>> BEGIN Provided records

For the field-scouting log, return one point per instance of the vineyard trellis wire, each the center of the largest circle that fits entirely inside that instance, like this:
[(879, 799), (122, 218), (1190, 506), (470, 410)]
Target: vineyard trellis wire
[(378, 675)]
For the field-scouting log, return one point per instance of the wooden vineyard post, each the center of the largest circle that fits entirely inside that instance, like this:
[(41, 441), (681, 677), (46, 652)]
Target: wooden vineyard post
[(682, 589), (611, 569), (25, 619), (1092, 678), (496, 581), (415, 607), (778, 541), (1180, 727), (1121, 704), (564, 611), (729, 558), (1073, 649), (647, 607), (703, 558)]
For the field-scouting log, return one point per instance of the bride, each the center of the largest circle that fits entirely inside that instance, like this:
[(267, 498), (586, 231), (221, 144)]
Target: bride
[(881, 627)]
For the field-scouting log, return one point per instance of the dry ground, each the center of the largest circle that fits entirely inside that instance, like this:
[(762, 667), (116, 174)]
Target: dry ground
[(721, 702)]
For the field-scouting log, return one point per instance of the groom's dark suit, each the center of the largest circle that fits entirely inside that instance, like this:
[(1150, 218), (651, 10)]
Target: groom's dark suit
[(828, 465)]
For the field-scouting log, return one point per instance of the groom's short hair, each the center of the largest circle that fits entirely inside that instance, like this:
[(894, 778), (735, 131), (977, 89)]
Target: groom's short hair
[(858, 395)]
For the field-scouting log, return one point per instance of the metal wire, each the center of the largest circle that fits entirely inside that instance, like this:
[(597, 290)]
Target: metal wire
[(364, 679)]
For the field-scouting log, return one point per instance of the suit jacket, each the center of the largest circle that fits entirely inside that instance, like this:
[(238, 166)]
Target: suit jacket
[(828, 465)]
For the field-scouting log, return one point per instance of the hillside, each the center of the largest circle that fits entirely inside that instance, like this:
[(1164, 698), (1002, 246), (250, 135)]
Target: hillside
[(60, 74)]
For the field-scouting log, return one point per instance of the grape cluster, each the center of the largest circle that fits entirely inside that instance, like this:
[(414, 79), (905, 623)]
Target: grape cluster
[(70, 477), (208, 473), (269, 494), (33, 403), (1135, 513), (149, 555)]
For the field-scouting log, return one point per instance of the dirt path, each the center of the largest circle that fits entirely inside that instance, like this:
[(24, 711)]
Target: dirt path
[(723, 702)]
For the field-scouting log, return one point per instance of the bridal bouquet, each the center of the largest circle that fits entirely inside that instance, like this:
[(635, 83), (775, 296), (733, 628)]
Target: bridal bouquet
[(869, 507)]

>> END Provided records

Problem details:
Copy out the records above again, substituting "vineyard survey log" for every occurrence of "field-scouting log" and leaving everything else unchanged.

Exercise result:
For the vineyard survey log, return one point per instance of the vineyard trellis wire, each the center of the largest circle that fits entirely inside that instance, like this:
[(879, 799), (122, 218), (1190, 506), (470, 410)]
Target: vineyard trellis wire
[(378, 675)]
For the vineyard survey log, return one point per instance of the wooden vineyard post, each the center of the largest circle that fits entirely inside that instance, like this:
[(41, 441), (681, 677), (46, 652)]
Target: wooden vineyard post
[(682, 589), (611, 569), (25, 619), (1092, 678), (496, 581), (415, 607), (778, 541), (1180, 727), (1121, 704), (564, 611), (729, 558), (1073, 649), (647, 607), (703, 558)]
For the vineyard survey log, return one point per instance of the bride, each the center of the largest circle that fits entirely inside that instance, like this:
[(267, 498), (586, 231), (221, 144)]
Target: bride
[(881, 627)]
For the vineyard survey log, return one point per instance of the dry ground, each the center of the largest circle that fits entirely inside that instance, like this:
[(762, 667), (116, 174)]
Target: dry ground
[(721, 702)]
For the vineyard survey log, return one point per instance of the groom's dark suit, each the center of the largest circle that fits entirely inside that instance, like this:
[(1150, 218), (651, 10)]
Target: groom's dark suit
[(828, 465)]
For the vineyard survey log, return one point per instance of the groom's short hair, each the center of the largest circle that fits entirely inside that instance, like this:
[(894, 778), (735, 131), (977, 89)]
Target: groom's short hair
[(858, 395)]
For the vineyard survey log, return one point per instance of the metal wire, each the center of the largest circle that fits entirely inside that instance, like this:
[(597, 290)]
Target: metal wire
[(364, 679)]
For the vineyard survey log, return one point per instance of the suit jacket, each the center of the largest circle that fits entirely inside that instance, like this:
[(238, 166)]
Target: suit jacket
[(828, 465)]
For the vineyard survey log, return one point per instance of the hillside, each the center of the largest circle that fits entirely inside that instance, like this:
[(1164, 698), (1002, 246), (250, 135)]
Target: hillside
[(60, 74)]
For the vineyard survey log, return one point per instance of the grape cluster, each the center of the largest circle that fits entirely inside that instance, like this:
[(414, 79), (905, 623)]
Target: grape cluster
[(70, 477), (208, 473), (269, 494), (33, 403), (1135, 513), (149, 555)]
For the vineyard survey log, return one point per instance of the dirt path, each the center of the largest circle that fits entirely inside that instance, like this:
[(24, 711)]
Target: dirt path
[(723, 702)]
For the vineyard survey log, return one point per instance of the bridal bouquet, each the center of the largest circle that fits entirely inside that instance, like this:
[(635, 83), (775, 296), (733, 628)]
Target: bridal bouquet
[(869, 507)]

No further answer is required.